#### Problem details:
The answer must be an exact copy of every record below.
═════ Material to process ═════
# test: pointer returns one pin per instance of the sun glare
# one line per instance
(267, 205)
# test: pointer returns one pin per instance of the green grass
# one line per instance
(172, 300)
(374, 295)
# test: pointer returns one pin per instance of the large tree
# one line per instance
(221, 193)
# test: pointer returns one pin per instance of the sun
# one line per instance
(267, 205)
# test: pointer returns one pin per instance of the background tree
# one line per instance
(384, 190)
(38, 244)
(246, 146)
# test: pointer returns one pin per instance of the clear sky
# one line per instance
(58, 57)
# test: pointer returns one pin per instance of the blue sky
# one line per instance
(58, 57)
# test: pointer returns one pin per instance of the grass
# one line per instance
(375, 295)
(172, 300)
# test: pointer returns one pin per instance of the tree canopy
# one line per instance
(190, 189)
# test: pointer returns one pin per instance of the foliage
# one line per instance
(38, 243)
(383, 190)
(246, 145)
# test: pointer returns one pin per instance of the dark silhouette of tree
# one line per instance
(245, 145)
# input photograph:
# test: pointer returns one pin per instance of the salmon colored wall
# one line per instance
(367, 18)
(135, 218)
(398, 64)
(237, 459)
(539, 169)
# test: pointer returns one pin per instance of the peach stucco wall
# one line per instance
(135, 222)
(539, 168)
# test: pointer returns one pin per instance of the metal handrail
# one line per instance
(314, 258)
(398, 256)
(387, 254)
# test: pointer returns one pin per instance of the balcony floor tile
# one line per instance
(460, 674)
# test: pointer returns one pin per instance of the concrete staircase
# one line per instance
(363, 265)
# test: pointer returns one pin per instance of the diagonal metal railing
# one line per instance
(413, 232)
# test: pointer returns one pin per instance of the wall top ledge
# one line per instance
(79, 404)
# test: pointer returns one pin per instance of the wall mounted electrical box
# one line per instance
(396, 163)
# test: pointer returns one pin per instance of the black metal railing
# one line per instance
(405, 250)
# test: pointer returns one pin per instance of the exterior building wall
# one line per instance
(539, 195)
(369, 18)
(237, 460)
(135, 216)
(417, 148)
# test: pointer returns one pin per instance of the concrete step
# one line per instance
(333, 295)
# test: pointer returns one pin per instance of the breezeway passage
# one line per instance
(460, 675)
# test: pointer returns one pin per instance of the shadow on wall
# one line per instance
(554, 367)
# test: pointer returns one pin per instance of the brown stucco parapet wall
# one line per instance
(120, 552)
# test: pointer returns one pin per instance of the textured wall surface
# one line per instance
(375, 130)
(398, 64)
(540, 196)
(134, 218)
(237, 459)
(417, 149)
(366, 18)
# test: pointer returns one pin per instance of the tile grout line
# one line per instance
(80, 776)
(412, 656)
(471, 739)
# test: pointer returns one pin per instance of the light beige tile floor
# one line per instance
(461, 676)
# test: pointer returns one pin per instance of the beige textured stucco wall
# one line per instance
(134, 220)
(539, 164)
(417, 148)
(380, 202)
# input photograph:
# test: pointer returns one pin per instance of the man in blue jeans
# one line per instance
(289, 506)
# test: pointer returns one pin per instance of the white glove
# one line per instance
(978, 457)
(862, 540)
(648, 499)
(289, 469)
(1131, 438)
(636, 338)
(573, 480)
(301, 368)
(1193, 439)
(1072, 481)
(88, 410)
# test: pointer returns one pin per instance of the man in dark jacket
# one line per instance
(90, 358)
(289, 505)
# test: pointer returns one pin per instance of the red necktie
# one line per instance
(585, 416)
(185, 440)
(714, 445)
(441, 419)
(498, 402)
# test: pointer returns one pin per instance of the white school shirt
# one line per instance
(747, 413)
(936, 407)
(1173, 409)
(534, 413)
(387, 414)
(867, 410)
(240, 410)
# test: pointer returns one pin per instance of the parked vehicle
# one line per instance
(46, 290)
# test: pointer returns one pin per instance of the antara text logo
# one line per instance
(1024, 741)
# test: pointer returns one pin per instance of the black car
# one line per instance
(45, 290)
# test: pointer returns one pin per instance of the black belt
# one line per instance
═════
#### Exercise answer:
# test: pointer returns one pin per instance of the sun glare
# one line per instance
(267, 205)
# test: pointer returns one pin per instance of the green grass
# one line per instance
(172, 300)
(374, 295)
# test: pointer returns one pin per instance of the large tree
# one line per instance
(221, 193)
# test: pointer returns one pin per instance of the sun
# one line per instance
(267, 205)
# test: pointer returns one pin per instance of the background tree
# one line per instance
(384, 190)
(38, 244)
(246, 146)
# test: pointer returns one pin per instance of the clear sky
# one line per instance
(58, 57)
# test: pointer returns one pin per instance of the blue sky
# one line per instance
(58, 57)
# test: pointer returns one pin per instance of the grass
# one line per instance
(375, 295)
(172, 300)
# test: pointer returns one pin per instance of the tree canopy
# one line per instance
(190, 189)
# test: pointer returns one pin per instance of the foliage
# one line per instance
(38, 243)
(383, 190)
(246, 145)
# test: pointer returns one pin per instance of the dark silhouette of tree
# one line per instance
(245, 145)
# input photograph:
# test: pointer returns one pin per instance of the salmon colored wall
# one line per instance
(367, 18)
(135, 218)
(398, 64)
(237, 459)
(539, 169)
# test: pointer returns one pin per instance of the peach stucco wall
# one line per instance
(135, 222)
(539, 168)
# test: pointer returns one pin per instance of the metal handrail
# one line per instance
(314, 258)
(398, 256)
(387, 254)
# test: pointer returns one pin per instance of the balcony floor tile
# one line per instance
(460, 674)
# test: pointer returns one pin per instance of the concrete staircase
# one line per instance
(363, 265)
# test: pointer returns one pin per instance of the diagonal metal railing
# one line per instance
(413, 232)
# test: pointer returns one pin per instance of the wall top ledge
# one line per instance
(79, 404)
# test: pointer returns one pin per instance of the wall mounted electrical box
# one line per instance
(396, 163)
# test: pointer returns one pin per instance of the black metal railing
# one line per instance
(405, 250)
# test: pointer returns one pin per instance of the exterior building wall
# one line per instance
(539, 195)
(369, 18)
(237, 460)
(135, 216)
(417, 148)
# test: pointer returns one pin per instance of the concrete step
# one line per instance
(333, 295)
# test: pointer returns one pin per instance of the breezeway passage
# one line per instance
(460, 675)
# test: pointer returns one pin per instance of the shadow on wall
# one line per instance
(554, 367)
# test: pointer returns one pin per instance of the brown stucco parapet wall
# one line per instance
(120, 552)
# test: pointer returns one pin per instance of the textured wall surface
# one line per instance
(375, 130)
(398, 64)
(540, 196)
(134, 218)
(237, 459)
(417, 149)
(366, 18)
# test: pointer returns one pin per instance of the tile grout line
# one line per instance
(80, 776)
(412, 656)
(471, 739)
# test: pointer returns one pin per instance of the light beige tile floor
# one line per instance
(461, 676)
# test: pointer returns one pin per instance of the beige textured stucco wall
# one line per instance
(134, 220)
(539, 164)
(417, 148)
(380, 202)
# input photograph:
# test: pointer returns one pin per instance of the man in blue jeans
# one line per instance
(289, 506)
# test: pointer returns one pin per instance of the white glove
# one line per instance
(978, 457)
(862, 540)
(648, 499)
(289, 469)
(1131, 438)
(636, 338)
(573, 480)
(301, 368)
(1193, 439)
(1072, 481)
(88, 410)
# test: pointer returns one pin per instance of the man in dark jacket
# one line per instance
(90, 358)
(289, 505)
# test: pointer returns one pin per instance of the red necktie
# one line per instance
(585, 416)
(185, 440)
(714, 445)
(441, 419)
(498, 402)
# test: pointer returns one pin per instance of the white school shirt
# one line per instance
(747, 413)
(936, 407)
(1173, 409)
(534, 413)
(387, 414)
(867, 410)
(240, 410)
# test: pointer returns one pin per instance of the parked vehicle
# one line per instance
(46, 290)
# test: pointer returns one pin per instance of the antara text logo
# one line per instance
(1024, 741)
# test: pointer returns one pin per instance of the black car
# one line per instance
(45, 290)
# test: pointer returns one pin per instance of the black belt
# one line per instance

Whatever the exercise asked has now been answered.